**Information supplied**:
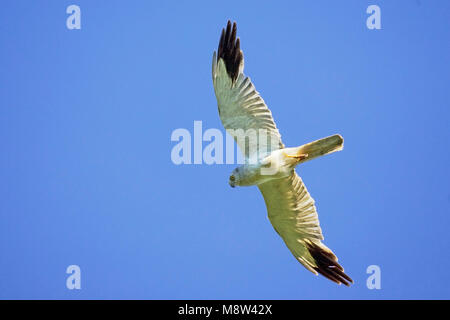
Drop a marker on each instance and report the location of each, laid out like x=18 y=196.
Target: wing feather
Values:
x=240 y=105
x=293 y=215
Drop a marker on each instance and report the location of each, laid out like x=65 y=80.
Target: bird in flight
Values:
x=269 y=164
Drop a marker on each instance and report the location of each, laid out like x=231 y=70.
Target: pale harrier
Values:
x=270 y=165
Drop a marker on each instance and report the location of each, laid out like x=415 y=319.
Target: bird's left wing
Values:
x=292 y=212
x=241 y=108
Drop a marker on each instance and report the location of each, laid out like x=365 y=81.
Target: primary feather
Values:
x=290 y=207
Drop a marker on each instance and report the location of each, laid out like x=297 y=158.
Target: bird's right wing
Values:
x=292 y=212
x=241 y=109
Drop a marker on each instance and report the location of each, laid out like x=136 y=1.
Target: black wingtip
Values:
x=327 y=265
x=229 y=50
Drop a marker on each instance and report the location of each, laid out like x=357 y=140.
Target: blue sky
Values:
x=86 y=176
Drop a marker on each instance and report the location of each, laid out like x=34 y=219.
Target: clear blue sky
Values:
x=86 y=176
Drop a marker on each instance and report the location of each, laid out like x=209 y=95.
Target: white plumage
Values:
x=290 y=207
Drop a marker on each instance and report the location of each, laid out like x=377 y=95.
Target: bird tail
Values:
x=319 y=148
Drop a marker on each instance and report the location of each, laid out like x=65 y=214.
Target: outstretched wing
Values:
x=241 y=108
x=293 y=214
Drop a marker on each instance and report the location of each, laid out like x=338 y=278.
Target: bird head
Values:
x=234 y=178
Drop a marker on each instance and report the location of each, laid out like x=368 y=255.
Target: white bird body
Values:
x=269 y=164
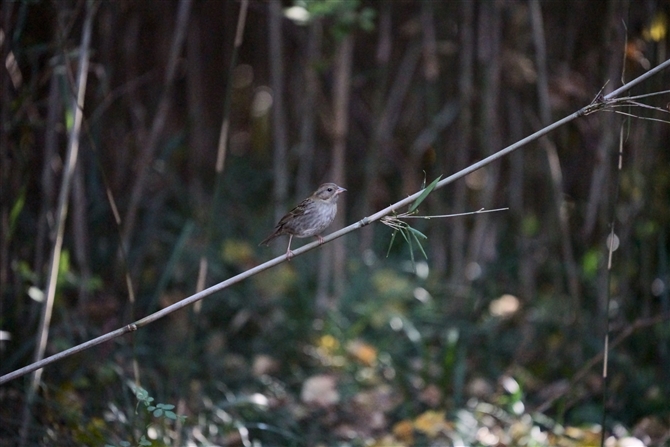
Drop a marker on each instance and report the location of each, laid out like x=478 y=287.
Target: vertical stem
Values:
x=280 y=165
x=341 y=94
x=158 y=124
x=464 y=139
x=76 y=109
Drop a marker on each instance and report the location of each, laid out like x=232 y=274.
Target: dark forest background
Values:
x=199 y=146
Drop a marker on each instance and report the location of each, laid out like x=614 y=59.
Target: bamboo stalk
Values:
x=590 y=108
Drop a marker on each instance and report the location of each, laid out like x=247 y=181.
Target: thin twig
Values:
x=311 y=246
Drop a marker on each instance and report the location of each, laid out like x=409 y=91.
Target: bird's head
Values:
x=328 y=192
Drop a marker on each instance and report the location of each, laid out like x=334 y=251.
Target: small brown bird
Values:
x=310 y=218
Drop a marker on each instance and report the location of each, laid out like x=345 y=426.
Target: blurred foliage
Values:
x=406 y=350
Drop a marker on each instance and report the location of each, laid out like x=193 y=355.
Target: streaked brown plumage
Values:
x=310 y=218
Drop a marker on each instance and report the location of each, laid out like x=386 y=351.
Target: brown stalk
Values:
x=77 y=109
x=313 y=245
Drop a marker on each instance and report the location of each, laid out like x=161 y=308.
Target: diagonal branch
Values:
x=311 y=246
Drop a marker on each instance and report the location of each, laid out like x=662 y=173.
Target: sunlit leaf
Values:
x=424 y=194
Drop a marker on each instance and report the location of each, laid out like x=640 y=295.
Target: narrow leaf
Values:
x=391 y=243
x=424 y=194
x=417 y=232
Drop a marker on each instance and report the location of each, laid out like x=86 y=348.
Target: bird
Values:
x=310 y=217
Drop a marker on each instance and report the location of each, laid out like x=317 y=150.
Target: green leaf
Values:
x=416 y=233
x=409 y=242
x=391 y=243
x=424 y=194
x=16 y=210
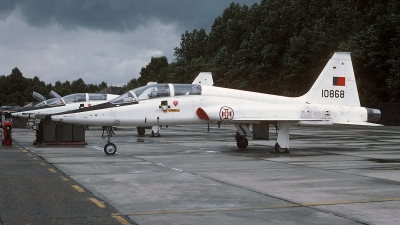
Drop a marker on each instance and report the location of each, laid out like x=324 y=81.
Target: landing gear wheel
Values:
x=154 y=134
x=242 y=142
x=141 y=131
x=110 y=149
x=280 y=150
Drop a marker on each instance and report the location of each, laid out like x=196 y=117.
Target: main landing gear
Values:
x=282 y=142
x=109 y=148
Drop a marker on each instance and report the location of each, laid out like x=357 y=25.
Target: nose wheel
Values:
x=110 y=149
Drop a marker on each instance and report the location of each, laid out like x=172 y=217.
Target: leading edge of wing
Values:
x=276 y=119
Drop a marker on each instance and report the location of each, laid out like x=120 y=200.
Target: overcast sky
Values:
x=96 y=40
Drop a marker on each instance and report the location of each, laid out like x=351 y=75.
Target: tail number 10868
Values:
x=332 y=93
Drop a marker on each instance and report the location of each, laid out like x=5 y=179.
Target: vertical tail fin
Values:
x=336 y=84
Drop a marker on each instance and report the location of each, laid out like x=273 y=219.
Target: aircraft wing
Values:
x=252 y=120
x=358 y=123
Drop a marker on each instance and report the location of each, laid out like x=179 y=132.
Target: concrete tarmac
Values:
x=333 y=175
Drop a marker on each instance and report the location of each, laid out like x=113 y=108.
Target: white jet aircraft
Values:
x=333 y=99
x=64 y=104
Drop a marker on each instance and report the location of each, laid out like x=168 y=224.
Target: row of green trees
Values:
x=277 y=47
x=280 y=47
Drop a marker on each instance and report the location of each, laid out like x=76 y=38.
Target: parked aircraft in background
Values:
x=66 y=103
x=333 y=99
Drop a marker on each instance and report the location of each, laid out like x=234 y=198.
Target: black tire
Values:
x=110 y=149
x=141 y=131
x=154 y=134
x=242 y=142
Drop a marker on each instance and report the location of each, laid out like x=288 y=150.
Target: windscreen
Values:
x=187 y=89
x=97 y=96
x=125 y=98
x=152 y=91
x=79 y=97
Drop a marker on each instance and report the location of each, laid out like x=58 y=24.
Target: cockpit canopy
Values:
x=156 y=91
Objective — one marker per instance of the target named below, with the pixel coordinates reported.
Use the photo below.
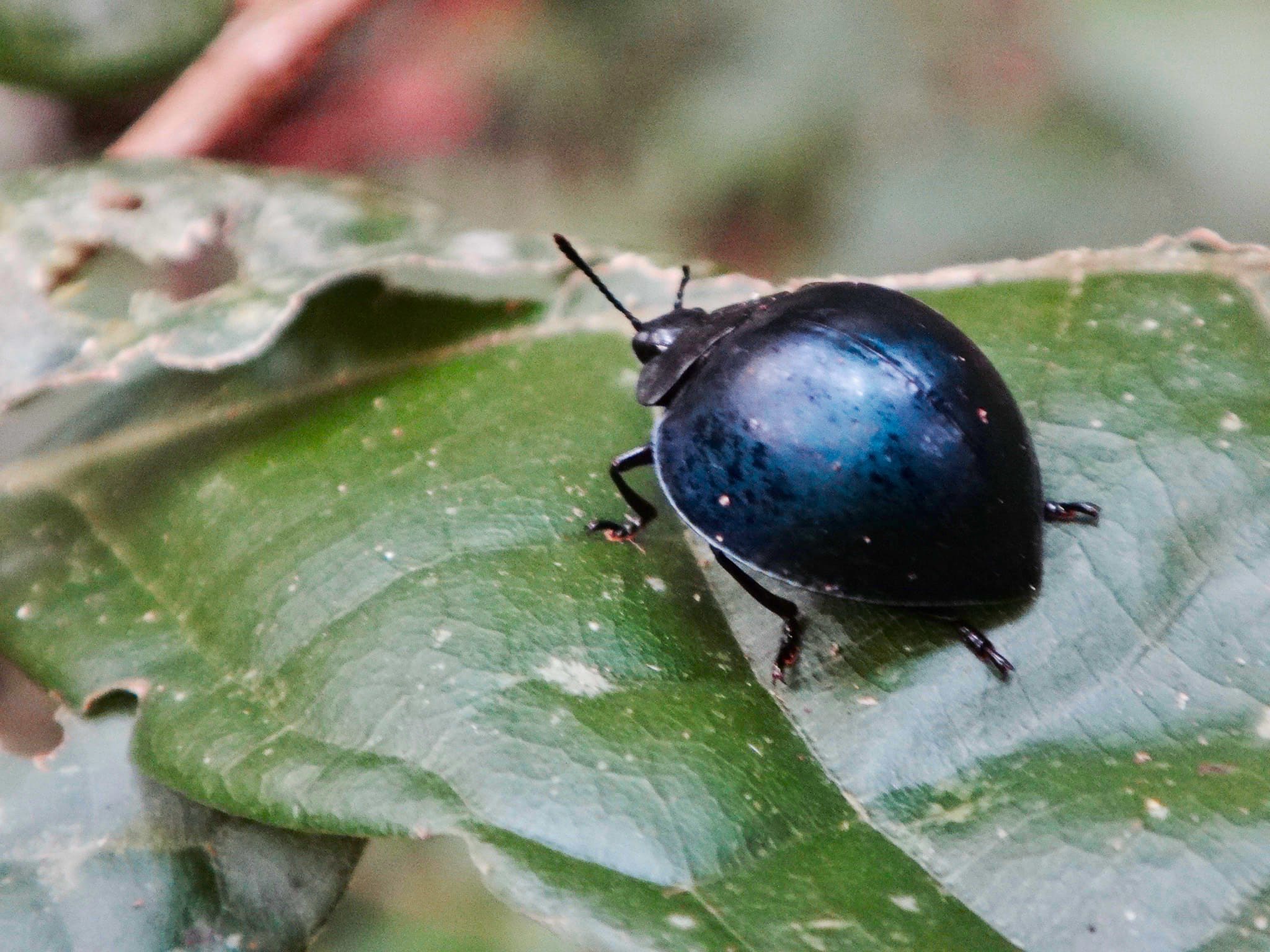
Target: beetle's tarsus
(985, 650)
(615, 531)
(791, 645)
(1072, 512)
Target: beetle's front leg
(643, 509)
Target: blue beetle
(843, 438)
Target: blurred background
(788, 139)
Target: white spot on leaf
(907, 903)
(574, 678)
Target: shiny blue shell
(850, 439)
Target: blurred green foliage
(865, 138)
(94, 47)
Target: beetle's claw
(1072, 512)
(786, 656)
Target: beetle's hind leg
(1072, 512)
(781, 607)
(643, 509)
(978, 643)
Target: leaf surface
(94, 856)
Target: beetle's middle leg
(643, 509)
(781, 607)
(978, 643)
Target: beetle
(843, 438)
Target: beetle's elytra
(843, 438)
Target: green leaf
(94, 856)
(93, 47)
(358, 598)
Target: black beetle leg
(978, 644)
(788, 612)
(1072, 512)
(644, 511)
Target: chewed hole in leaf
(99, 278)
(118, 699)
(27, 723)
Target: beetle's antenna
(572, 254)
(683, 283)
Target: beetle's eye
(646, 350)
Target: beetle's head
(658, 335)
(652, 338)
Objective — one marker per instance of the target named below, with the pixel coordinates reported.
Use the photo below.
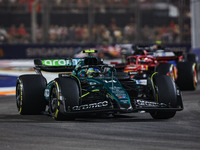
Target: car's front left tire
(30, 94)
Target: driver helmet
(93, 72)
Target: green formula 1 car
(94, 87)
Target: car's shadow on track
(16, 118)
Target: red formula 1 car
(182, 68)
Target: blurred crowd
(100, 34)
(79, 6)
(79, 33)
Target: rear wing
(56, 65)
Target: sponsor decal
(91, 106)
(56, 62)
(141, 82)
(60, 62)
(148, 103)
(109, 81)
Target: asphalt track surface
(135, 131)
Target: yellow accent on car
(89, 51)
(95, 90)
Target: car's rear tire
(30, 94)
(167, 69)
(192, 57)
(165, 93)
(69, 90)
(187, 75)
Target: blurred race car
(182, 68)
(94, 87)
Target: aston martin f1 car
(94, 87)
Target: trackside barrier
(32, 51)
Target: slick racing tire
(167, 69)
(187, 75)
(165, 93)
(63, 91)
(30, 94)
(192, 58)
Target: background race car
(183, 68)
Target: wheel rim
(53, 101)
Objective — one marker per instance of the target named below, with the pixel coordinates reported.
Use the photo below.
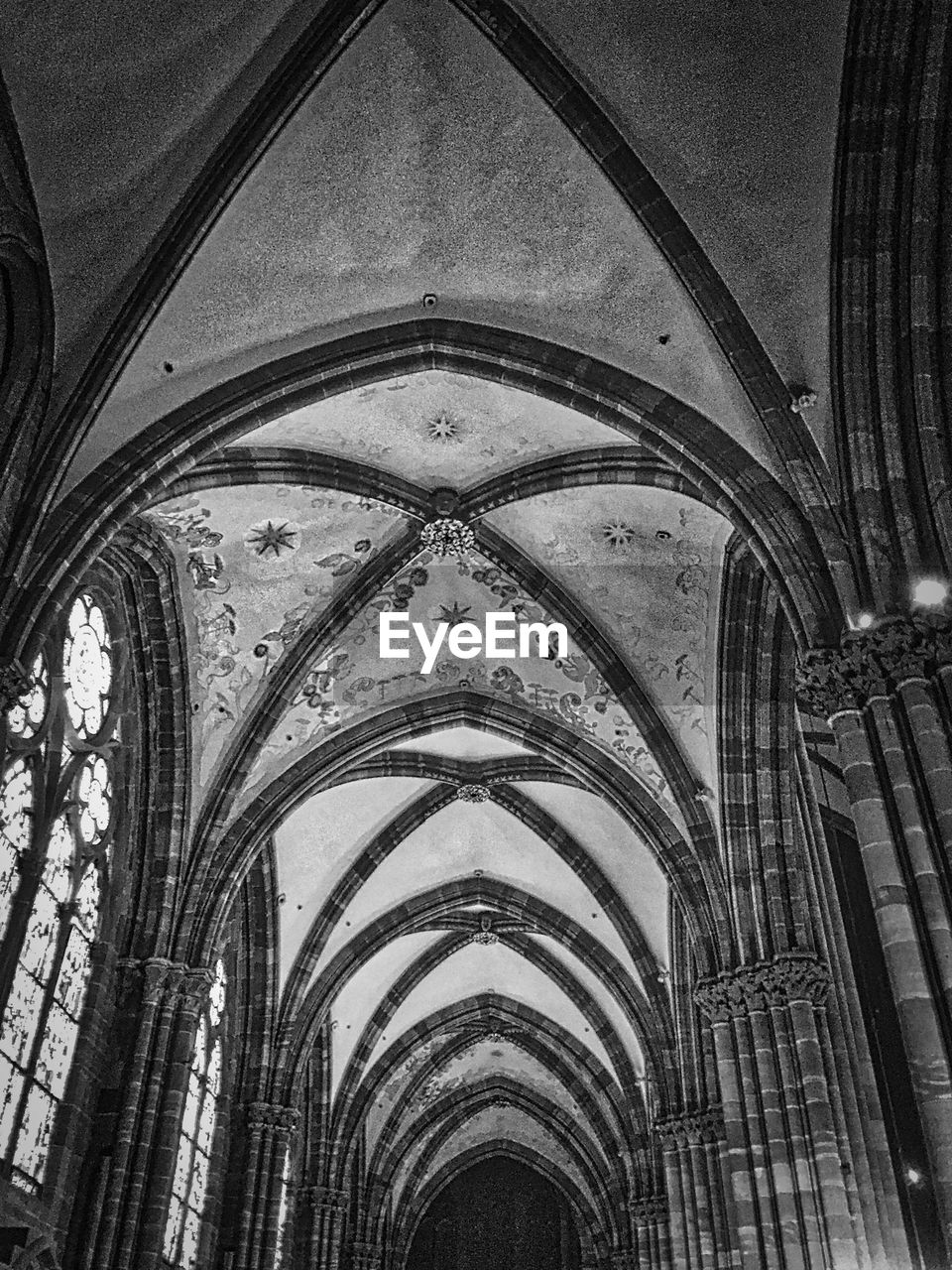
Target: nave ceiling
(470, 911)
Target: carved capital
(149, 980)
(271, 1115)
(690, 1128)
(16, 683)
(647, 1209)
(873, 663)
(325, 1199)
(765, 985)
(624, 1259)
(366, 1256)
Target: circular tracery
(26, 717)
(87, 668)
(94, 798)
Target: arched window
(190, 1180)
(56, 828)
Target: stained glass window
(190, 1179)
(56, 825)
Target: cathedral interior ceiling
(422, 162)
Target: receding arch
(780, 534)
(408, 1214)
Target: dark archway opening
(498, 1214)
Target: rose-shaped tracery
(87, 667)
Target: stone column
(320, 1214)
(160, 1003)
(888, 695)
(270, 1127)
(692, 1147)
(651, 1233)
(783, 1159)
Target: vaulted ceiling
(474, 869)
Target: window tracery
(191, 1166)
(282, 1207)
(56, 828)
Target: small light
(929, 592)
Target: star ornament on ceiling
(617, 534)
(443, 429)
(272, 538)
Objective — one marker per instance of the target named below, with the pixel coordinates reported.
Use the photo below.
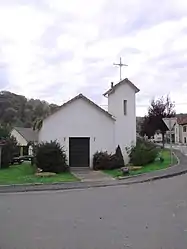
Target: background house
(180, 129)
(83, 128)
(24, 136)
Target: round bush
(143, 153)
(50, 157)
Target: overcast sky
(55, 49)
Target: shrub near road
(143, 153)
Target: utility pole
(120, 65)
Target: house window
(125, 107)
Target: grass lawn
(147, 168)
(24, 173)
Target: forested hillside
(17, 110)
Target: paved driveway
(141, 216)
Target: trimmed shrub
(143, 153)
(101, 160)
(104, 160)
(50, 157)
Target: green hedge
(143, 153)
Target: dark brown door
(79, 151)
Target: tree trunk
(163, 141)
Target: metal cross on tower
(120, 64)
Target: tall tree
(16, 110)
(153, 121)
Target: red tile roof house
(180, 129)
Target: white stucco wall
(80, 119)
(125, 125)
(20, 140)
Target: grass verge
(147, 168)
(24, 173)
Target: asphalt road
(141, 216)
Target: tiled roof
(27, 133)
(125, 81)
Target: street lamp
(2, 143)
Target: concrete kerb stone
(84, 185)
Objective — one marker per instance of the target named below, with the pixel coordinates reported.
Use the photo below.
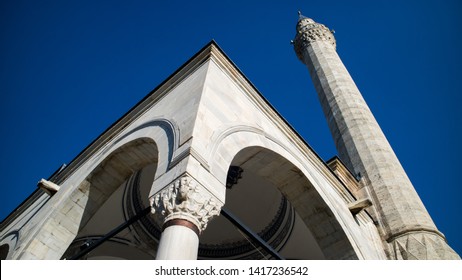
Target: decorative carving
(186, 199)
(309, 31)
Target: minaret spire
(408, 229)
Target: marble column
(185, 207)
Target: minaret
(406, 226)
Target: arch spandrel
(312, 196)
(91, 183)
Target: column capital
(309, 31)
(186, 199)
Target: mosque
(205, 168)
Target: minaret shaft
(364, 148)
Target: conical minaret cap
(309, 31)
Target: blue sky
(69, 69)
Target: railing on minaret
(407, 227)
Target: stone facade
(172, 152)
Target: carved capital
(309, 31)
(186, 199)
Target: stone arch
(117, 167)
(295, 179)
(89, 185)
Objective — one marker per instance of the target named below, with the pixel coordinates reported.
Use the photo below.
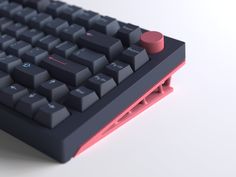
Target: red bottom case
(155, 94)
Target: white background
(191, 133)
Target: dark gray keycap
(24, 15)
(31, 36)
(30, 104)
(118, 70)
(5, 80)
(55, 26)
(6, 40)
(65, 49)
(102, 43)
(15, 29)
(53, 89)
(101, 83)
(65, 70)
(5, 22)
(48, 42)
(51, 115)
(87, 19)
(18, 48)
(35, 55)
(95, 61)
(72, 33)
(11, 94)
(8, 63)
(136, 56)
(38, 21)
(107, 25)
(129, 34)
(81, 98)
(30, 75)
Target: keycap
(118, 70)
(8, 63)
(69, 13)
(48, 42)
(5, 80)
(24, 15)
(18, 48)
(52, 114)
(55, 26)
(55, 8)
(136, 56)
(101, 83)
(53, 89)
(107, 25)
(81, 98)
(65, 70)
(101, 43)
(35, 55)
(31, 36)
(6, 40)
(30, 104)
(40, 5)
(65, 49)
(5, 22)
(11, 94)
(38, 21)
(30, 75)
(95, 61)
(15, 29)
(72, 33)
(10, 9)
(129, 34)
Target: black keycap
(55, 8)
(107, 25)
(18, 48)
(5, 22)
(95, 61)
(119, 71)
(40, 5)
(101, 83)
(66, 70)
(55, 26)
(81, 98)
(15, 29)
(99, 42)
(35, 55)
(38, 21)
(24, 15)
(31, 36)
(69, 13)
(48, 42)
(11, 94)
(30, 104)
(5, 80)
(5, 41)
(51, 115)
(10, 9)
(87, 19)
(129, 34)
(72, 33)
(65, 49)
(53, 89)
(136, 56)
(8, 63)
(30, 75)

**Prompt**: Copy out each line of the entries where the word "tail" is found.

**Output for this exercise**:
Target: bird tail
Target: tail number 10868
Target: vertical tail fin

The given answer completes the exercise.